::: Source data :::

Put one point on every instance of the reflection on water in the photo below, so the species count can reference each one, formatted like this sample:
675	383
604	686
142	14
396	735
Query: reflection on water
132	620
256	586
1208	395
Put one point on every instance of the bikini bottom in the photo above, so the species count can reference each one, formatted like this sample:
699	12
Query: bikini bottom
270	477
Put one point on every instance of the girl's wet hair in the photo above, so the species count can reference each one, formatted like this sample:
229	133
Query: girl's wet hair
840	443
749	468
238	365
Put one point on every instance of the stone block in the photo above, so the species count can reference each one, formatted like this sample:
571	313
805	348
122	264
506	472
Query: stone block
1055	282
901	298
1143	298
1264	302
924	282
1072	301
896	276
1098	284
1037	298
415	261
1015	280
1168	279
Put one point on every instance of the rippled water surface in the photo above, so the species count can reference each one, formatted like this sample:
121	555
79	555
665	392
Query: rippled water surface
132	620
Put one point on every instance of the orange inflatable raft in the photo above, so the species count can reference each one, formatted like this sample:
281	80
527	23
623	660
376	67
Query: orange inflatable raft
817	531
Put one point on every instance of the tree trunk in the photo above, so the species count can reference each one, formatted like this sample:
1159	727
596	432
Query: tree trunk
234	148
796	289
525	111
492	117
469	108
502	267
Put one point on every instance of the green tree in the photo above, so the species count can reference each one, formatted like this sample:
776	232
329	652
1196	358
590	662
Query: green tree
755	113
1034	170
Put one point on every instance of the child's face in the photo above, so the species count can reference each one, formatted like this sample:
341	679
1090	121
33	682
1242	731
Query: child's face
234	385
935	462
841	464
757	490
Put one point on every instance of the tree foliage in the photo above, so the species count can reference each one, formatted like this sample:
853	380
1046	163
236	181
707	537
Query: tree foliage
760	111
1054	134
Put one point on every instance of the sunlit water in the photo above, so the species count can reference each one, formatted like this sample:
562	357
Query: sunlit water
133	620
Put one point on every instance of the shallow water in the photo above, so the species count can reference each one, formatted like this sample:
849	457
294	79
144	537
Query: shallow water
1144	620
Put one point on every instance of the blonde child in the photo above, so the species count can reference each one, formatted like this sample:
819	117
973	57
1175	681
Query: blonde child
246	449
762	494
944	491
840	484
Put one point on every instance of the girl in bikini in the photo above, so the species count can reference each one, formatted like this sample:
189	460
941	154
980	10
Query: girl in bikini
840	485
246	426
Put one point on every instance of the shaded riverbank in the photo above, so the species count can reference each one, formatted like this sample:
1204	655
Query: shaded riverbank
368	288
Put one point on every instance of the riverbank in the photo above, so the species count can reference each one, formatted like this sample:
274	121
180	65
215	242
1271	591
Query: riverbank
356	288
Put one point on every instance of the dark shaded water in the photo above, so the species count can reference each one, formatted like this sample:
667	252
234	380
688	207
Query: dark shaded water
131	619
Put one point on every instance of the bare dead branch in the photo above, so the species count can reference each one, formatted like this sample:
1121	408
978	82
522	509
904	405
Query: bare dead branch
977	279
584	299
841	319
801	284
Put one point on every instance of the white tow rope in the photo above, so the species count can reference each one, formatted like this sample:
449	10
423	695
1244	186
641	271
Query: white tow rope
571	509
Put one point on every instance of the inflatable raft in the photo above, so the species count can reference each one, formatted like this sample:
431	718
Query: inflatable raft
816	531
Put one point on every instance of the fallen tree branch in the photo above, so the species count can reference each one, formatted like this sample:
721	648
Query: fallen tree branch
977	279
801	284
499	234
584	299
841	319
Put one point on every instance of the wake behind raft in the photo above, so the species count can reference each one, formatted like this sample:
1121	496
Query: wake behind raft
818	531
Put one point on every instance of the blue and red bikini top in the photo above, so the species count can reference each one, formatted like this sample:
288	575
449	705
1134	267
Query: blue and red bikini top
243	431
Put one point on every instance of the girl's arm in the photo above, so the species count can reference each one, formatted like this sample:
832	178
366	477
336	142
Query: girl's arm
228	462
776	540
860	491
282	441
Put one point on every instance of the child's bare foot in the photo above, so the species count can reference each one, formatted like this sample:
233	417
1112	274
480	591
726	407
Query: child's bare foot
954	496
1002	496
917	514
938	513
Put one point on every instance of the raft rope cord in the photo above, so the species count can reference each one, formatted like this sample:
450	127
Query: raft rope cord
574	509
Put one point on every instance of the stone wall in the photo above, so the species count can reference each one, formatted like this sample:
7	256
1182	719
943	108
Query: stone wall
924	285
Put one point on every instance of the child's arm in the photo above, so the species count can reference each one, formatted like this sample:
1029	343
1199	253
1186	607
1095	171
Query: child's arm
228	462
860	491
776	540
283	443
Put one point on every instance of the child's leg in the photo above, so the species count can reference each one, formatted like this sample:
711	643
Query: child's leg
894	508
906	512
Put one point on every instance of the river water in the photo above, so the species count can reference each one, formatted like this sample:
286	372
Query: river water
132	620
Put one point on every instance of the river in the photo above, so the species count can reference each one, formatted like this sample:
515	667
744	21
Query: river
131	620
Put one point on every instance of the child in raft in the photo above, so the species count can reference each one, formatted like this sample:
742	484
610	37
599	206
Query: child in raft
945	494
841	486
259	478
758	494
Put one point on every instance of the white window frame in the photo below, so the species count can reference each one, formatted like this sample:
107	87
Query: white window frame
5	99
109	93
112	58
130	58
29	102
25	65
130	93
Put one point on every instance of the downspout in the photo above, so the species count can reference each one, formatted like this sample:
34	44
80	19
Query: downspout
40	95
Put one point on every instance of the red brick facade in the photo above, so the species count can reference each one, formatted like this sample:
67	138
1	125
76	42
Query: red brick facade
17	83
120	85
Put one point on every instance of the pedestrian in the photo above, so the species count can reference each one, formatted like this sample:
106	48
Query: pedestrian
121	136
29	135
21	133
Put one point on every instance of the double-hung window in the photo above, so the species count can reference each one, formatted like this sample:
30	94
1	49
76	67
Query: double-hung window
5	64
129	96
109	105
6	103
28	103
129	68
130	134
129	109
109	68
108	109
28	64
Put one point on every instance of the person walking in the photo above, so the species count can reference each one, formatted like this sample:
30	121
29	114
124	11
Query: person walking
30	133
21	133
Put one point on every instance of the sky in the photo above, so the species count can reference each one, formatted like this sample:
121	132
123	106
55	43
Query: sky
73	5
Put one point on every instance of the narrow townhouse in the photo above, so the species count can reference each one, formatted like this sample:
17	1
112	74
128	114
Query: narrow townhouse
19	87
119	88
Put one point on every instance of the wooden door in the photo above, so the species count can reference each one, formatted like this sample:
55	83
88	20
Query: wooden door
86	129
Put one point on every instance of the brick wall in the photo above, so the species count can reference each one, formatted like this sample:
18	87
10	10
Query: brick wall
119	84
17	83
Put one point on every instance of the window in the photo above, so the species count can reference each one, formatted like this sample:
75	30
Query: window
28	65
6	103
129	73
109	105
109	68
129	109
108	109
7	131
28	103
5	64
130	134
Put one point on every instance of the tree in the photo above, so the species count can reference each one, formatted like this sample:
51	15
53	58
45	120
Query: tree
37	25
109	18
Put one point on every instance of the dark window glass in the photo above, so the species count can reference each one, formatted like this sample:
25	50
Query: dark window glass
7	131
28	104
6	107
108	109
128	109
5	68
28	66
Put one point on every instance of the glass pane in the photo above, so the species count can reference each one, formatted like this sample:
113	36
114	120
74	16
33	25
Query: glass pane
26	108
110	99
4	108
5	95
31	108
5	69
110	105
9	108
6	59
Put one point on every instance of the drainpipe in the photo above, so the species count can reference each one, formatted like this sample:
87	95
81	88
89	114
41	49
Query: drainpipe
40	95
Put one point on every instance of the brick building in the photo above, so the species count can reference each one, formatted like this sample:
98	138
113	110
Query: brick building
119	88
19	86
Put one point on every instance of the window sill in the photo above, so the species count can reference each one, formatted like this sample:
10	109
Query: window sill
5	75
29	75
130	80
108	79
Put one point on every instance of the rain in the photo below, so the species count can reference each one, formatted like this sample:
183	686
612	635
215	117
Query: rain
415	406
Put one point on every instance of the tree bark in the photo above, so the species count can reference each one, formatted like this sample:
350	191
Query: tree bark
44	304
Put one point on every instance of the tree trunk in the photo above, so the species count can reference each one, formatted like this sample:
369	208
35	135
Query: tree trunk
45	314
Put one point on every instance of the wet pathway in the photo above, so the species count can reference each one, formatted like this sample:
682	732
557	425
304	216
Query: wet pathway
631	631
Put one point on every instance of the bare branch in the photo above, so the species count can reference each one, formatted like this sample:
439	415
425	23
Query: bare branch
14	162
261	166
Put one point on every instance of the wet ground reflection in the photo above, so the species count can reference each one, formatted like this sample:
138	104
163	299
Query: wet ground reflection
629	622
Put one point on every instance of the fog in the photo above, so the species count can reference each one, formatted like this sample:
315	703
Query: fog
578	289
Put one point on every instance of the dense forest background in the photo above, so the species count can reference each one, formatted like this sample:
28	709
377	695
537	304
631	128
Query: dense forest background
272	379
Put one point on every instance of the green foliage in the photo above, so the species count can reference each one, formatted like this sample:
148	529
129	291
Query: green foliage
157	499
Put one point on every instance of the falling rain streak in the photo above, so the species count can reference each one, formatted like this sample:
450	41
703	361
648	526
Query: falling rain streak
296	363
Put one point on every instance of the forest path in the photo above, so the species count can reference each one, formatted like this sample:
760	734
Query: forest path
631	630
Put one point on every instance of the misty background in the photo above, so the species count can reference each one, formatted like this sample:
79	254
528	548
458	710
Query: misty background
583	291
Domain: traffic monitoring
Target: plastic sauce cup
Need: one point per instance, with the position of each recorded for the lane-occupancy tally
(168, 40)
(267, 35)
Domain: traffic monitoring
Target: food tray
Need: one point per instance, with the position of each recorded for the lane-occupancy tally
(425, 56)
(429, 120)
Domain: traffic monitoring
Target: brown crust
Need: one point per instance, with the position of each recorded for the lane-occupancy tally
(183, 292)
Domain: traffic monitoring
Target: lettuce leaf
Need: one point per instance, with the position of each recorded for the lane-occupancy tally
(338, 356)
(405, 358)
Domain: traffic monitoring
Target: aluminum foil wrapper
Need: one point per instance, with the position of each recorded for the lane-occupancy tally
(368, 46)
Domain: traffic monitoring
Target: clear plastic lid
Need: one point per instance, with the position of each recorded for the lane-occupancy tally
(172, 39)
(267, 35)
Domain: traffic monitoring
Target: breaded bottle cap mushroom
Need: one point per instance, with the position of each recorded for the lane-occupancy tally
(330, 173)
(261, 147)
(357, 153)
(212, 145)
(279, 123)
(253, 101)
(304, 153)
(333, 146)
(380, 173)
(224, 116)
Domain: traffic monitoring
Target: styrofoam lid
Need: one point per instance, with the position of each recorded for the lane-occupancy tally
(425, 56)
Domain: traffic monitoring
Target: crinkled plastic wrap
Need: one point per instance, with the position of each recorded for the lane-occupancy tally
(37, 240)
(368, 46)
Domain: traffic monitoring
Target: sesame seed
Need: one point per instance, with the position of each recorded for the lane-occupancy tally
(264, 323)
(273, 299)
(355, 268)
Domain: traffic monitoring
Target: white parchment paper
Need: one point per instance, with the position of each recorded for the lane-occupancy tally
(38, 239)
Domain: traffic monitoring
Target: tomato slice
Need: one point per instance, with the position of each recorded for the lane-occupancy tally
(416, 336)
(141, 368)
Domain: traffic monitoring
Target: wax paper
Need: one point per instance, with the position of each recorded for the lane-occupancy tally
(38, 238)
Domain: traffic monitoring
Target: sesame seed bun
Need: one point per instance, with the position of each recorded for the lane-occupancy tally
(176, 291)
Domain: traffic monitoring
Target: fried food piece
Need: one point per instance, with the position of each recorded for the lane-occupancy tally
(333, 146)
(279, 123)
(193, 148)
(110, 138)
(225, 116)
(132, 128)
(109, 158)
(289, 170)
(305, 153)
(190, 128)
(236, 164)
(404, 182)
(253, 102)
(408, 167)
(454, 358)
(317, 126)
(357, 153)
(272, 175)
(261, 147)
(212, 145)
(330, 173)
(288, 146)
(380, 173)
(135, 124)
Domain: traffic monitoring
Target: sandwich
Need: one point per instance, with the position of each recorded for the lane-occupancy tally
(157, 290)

:::

# Task description
Determine how many lines above contain the string "sesame". Give only that number.

# Written answer
2